▶ _PROBLEM TO SOLVE_:
Output the full listing word for word.

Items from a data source
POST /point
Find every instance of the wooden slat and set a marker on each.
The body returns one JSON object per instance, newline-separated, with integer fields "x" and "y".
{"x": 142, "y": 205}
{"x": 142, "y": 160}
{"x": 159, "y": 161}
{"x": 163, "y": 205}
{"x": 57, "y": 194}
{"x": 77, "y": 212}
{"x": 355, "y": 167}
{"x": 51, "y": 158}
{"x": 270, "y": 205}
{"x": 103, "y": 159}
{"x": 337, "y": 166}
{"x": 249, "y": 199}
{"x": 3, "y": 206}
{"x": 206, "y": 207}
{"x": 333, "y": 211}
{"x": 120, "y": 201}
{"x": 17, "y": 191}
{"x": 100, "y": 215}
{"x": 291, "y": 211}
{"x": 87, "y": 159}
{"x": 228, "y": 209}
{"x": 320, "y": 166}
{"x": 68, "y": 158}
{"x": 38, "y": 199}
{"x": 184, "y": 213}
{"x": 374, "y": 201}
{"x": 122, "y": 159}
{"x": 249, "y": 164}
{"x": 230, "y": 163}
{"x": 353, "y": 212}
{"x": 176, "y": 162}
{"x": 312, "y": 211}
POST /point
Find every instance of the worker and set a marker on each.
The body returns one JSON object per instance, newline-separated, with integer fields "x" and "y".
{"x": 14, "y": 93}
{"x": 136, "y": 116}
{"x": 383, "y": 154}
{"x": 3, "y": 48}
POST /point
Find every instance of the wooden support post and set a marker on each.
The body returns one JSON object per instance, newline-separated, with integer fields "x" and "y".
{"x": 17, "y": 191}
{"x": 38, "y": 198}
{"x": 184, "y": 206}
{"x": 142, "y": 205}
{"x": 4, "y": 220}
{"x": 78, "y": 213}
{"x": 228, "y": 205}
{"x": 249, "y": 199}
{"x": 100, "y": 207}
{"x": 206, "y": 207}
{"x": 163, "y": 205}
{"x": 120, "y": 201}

▶ _WRITTEN ANSWER_:
POST /point
Find every instance of the wooden slat and set a marker on each.
The body returns one JSON object per instance, newline-separated, with integer fields "x" and "y".
{"x": 142, "y": 205}
{"x": 142, "y": 160}
{"x": 159, "y": 161}
{"x": 163, "y": 205}
{"x": 57, "y": 194}
{"x": 77, "y": 212}
{"x": 355, "y": 167}
{"x": 51, "y": 158}
{"x": 270, "y": 205}
{"x": 103, "y": 159}
{"x": 337, "y": 166}
{"x": 249, "y": 199}
{"x": 3, "y": 206}
{"x": 206, "y": 207}
{"x": 333, "y": 211}
{"x": 120, "y": 201}
{"x": 17, "y": 191}
{"x": 100, "y": 215}
{"x": 291, "y": 211}
{"x": 87, "y": 159}
{"x": 228, "y": 209}
{"x": 320, "y": 166}
{"x": 68, "y": 158}
{"x": 38, "y": 199}
{"x": 184, "y": 213}
{"x": 374, "y": 201}
{"x": 122, "y": 159}
{"x": 249, "y": 164}
{"x": 230, "y": 163}
{"x": 353, "y": 212}
{"x": 176, "y": 162}
{"x": 312, "y": 211}
POST /point
Find every instance of the worker and set a marker on each.
The body returns one JSON object per instance, newline-separated, with integer fields "x" and "y".
{"x": 14, "y": 93}
{"x": 136, "y": 116}
{"x": 383, "y": 154}
{"x": 3, "y": 48}
POST /point
Find every instance of the wooden support post and set a marker on each.
The body returns one JSON object per instance, newline-separated, with integer fields "x" and "y".
{"x": 17, "y": 191}
{"x": 38, "y": 198}
{"x": 184, "y": 206}
{"x": 142, "y": 205}
{"x": 4, "y": 220}
{"x": 78, "y": 213}
{"x": 228, "y": 205}
{"x": 249, "y": 199}
{"x": 100, "y": 207}
{"x": 206, "y": 207}
{"x": 163, "y": 205}
{"x": 120, "y": 201}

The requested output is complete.